# Brief
Please write out every entry below, word for word.
Top of Provided information
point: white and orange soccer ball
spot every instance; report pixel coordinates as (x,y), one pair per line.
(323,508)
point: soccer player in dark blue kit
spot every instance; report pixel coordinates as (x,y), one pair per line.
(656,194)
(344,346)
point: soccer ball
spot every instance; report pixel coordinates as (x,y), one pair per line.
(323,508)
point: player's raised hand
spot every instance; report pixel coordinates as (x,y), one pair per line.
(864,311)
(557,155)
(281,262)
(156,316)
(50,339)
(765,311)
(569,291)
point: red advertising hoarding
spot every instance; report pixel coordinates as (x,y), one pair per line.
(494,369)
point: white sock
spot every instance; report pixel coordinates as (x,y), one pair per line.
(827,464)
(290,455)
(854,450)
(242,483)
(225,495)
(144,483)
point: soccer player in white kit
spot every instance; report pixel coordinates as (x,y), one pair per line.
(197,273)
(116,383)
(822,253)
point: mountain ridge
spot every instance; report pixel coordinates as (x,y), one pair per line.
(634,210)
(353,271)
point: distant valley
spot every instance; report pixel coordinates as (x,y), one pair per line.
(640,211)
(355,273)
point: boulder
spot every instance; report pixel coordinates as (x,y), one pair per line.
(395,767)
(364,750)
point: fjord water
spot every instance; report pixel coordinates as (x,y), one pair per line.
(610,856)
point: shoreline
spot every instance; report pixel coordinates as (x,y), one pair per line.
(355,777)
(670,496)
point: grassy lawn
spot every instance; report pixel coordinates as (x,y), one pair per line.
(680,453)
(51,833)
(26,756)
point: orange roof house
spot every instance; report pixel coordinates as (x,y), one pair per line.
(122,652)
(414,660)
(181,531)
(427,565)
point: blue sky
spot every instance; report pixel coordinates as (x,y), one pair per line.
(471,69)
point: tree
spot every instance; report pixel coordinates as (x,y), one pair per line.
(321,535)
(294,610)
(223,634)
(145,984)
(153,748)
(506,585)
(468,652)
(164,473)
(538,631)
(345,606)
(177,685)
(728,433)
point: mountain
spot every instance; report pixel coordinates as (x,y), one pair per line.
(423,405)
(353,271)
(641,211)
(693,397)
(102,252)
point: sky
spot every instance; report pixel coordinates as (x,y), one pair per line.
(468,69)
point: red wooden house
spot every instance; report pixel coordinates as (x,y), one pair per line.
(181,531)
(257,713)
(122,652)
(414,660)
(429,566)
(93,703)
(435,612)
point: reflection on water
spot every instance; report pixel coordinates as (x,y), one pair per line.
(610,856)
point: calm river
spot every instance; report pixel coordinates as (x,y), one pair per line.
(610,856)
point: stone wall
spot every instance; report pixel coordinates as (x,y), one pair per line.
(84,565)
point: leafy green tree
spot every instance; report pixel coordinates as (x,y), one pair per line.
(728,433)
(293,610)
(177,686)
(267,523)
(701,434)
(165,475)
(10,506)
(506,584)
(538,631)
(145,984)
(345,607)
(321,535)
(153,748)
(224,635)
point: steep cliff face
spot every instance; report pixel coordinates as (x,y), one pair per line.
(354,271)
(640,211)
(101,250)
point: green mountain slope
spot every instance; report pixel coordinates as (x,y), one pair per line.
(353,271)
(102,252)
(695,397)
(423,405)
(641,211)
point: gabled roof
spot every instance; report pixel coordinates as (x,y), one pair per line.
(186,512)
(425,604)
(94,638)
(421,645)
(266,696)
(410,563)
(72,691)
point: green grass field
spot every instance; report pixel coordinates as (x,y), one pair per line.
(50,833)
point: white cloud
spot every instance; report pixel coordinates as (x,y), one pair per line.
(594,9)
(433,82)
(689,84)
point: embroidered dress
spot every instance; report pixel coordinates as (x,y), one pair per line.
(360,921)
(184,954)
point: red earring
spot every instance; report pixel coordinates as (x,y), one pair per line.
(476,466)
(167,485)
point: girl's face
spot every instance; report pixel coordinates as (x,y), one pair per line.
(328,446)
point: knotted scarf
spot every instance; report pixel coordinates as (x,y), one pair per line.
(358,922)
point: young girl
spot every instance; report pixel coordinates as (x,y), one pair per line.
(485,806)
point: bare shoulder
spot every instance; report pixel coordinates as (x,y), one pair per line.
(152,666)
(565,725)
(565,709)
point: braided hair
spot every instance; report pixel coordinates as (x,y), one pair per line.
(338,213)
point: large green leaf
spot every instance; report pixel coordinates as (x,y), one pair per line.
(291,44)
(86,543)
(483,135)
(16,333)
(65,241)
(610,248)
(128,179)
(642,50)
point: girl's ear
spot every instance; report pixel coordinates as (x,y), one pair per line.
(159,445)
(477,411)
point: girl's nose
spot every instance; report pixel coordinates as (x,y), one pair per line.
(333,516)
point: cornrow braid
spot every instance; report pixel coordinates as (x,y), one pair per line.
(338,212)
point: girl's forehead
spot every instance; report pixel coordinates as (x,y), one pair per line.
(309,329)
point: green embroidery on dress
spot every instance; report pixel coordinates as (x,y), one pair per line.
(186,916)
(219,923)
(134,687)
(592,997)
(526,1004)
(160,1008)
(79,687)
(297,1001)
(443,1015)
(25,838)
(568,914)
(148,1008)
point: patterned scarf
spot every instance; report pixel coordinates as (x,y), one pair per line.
Bottom of Provided information
# Answer for the task
point: white and orange soccer ball
spot every instance; report pixel coordinates as (x,y), one pair per line.
(323,508)
point: soccer player in dark blue kit
spot every instance; report pixel coordinates as (x,y), one pair per line.
(656,194)
(344,346)
point: soccer ball
spot every instance; report pixel coordinates as (x,y), one pair per line.
(323,508)
point: player's raised hand
spot every instance; report pixel coordinates as (x,y), one pair per line.
(864,311)
(557,155)
(281,262)
(156,316)
(50,339)
(765,311)
(569,291)
point: red advertising hoarding
spot every instance; report pixel coordinates as (x,y), one pair per line.
(494,369)
point: white sock
spot every instance; report pixel coordinates as (x,y), one pair per line.
(827,464)
(290,455)
(854,450)
(242,483)
(225,495)
(144,483)
point: soccer player in white kit
spot every instance; report pixel coordinates as (x,y), one pair per line.
(197,273)
(116,383)
(822,253)
point: mountain ridge
spot every instance; report pixel coordinates as (x,y), one pair per line.
(634,210)
(353,271)
point: distant valley
spot every instance; report pixel coordinates as (x,y), one pair per line.
(640,211)
(355,273)
point: boulder
spot every instance; report pixel coordinates as (x,y), one pair per line.
(395,767)
(364,750)
point: fjord water
spot every instance; report pixel coordinates as (x,y), one pair per line.
(610,856)
point: shoreline
spot every instance; report pixel coordinates as (x,y), one pair per line.
(355,777)
(670,496)
point: grassy lawn
spot every instance; report pixel coordinates as (x,y), one pair per line.
(680,453)
(51,833)
(26,756)
point: orange roof house
spot every instance; report pixel coordinates as (x,y), one pair per line.
(122,652)
(414,660)
(181,531)
(427,565)
point: blue sky
spot every instance; report pixel coordinates as (x,y), one pair per line.
(471,69)
point: tree
spot every instance; report pixel coordinates as (x,y), one pair per line.
(321,535)
(294,610)
(223,634)
(145,984)
(153,748)
(506,585)
(468,652)
(164,473)
(538,631)
(345,606)
(177,685)
(728,433)
point: mountain
spot every instance; report pixel coordinates as (x,y), one pair per line.
(423,405)
(353,271)
(641,211)
(693,397)
(102,252)
point: sky
spot every instance; report pixel coordinates as (x,y), one pair per line.
(468,69)
point: red wooden house
spot every instance; report pixel coordinates as (x,y), one pair per line.
(181,531)
(257,713)
(122,652)
(414,660)
(429,566)
(93,703)
(435,612)
point: reflection on water
spot every instance; report pixel coordinates as (x,y), one pair per line.
(610,856)
point: calm river
spot every instance; report pixel coordinates as (x,y), one pair per line.
(610,856)
point: stone wall
spot every instance; report pixel coordinates as (x,y), one pair per line.
(84,565)
point: leafy green tree
spot every instance; report pixel coordinates as (x,y), one pair per line.
(728,433)
(293,610)
(177,686)
(267,523)
(701,434)
(165,475)
(10,506)
(506,584)
(538,631)
(145,984)
(345,607)
(321,535)
(153,748)
(224,635)
point: steep cliff face
spot every instance; report pixel coordinates as (x,y), one pair per line.
(354,271)
(640,211)
(101,250)
point: green mountain slope
spot every instance; report pixel coordinates as (x,y), one pair per line.
(353,271)
(102,252)
(695,397)
(423,405)
(641,211)
point: gabled roof
spot every instance; report pixel coordinates as (x,y), one pair per line.
(186,512)
(425,604)
(94,638)
(421,645)
(266,696)
(410,563)
(72,691)
point: green grass field
spot every instance; report pixel coordinates as (x,y), one pair per line.
(50,833)
point: white cloud
spot every instance; report pixel coordinates as (x,y), one pair per line.
(594,9)
(433,82)
(689,84)
point: embroidered dress
spot every instance; report pixel coordinates as (x,y), one pair per line.
(360,921)
(184,954)
point: red earring
spot every instance; report pixel coordinates as (x,y), one pair per line.
(476,466)
(167,485)
point: girl's face
spot every instance; report pixel coordinates as (x,y), one pair per line.
(328,446)
point: knotted scarf
spot every instance; report pixel coordinates as (x,y), one pair per line.
(358,922)
point: young girl
spot every instance; report pixel coordinates as (x,y), one pair per line.
(485,806)
point: bare shoulder
spot every instance; report pixel coordinates as (x,y), one pair per line.
(152,666)
(565,725)
(565,709)
point: braided hair
spot every instance; report pixel coordinates as (x,y), one pair per line.
(338,213)
point: large green leaf
spot every instance; report pixel coordinates as (x,y), one pair per line.
(291,44)
(86,543)
(483,135)
(16,333)
(65,241)
(610,248)
(128,179)
(642,50)
point: girl's ear
spot every instance; report pixel coordinates as (x,y), one pair per line.
(159,445)
(477,411)
point: girl's nose
spot every instance; report pixel coordinates as (x,y), one pair per line.
(333,516)
point: cornrow braid
spot every instance; report pixel coordinates as (x,y), one pair per line.
(338,212)
point: girl's forehead
spot every instance; report pixel coordinates as (x,y), one pair per line.
(309,329)
point: green embroidery on dress
spot every instance; report pixel coordinates as (x,y), one pair per line.
(186,916)
(219,923)
(134,687)
(592,997)
(526,1004)
(160,1008)
(79,687)
(297,1001)
(443,1015)
(25,838)
(568,914)
(148,1008)
point: patterned scarf
spot every instance; report pixel coordinates as (x,y), one pair per line.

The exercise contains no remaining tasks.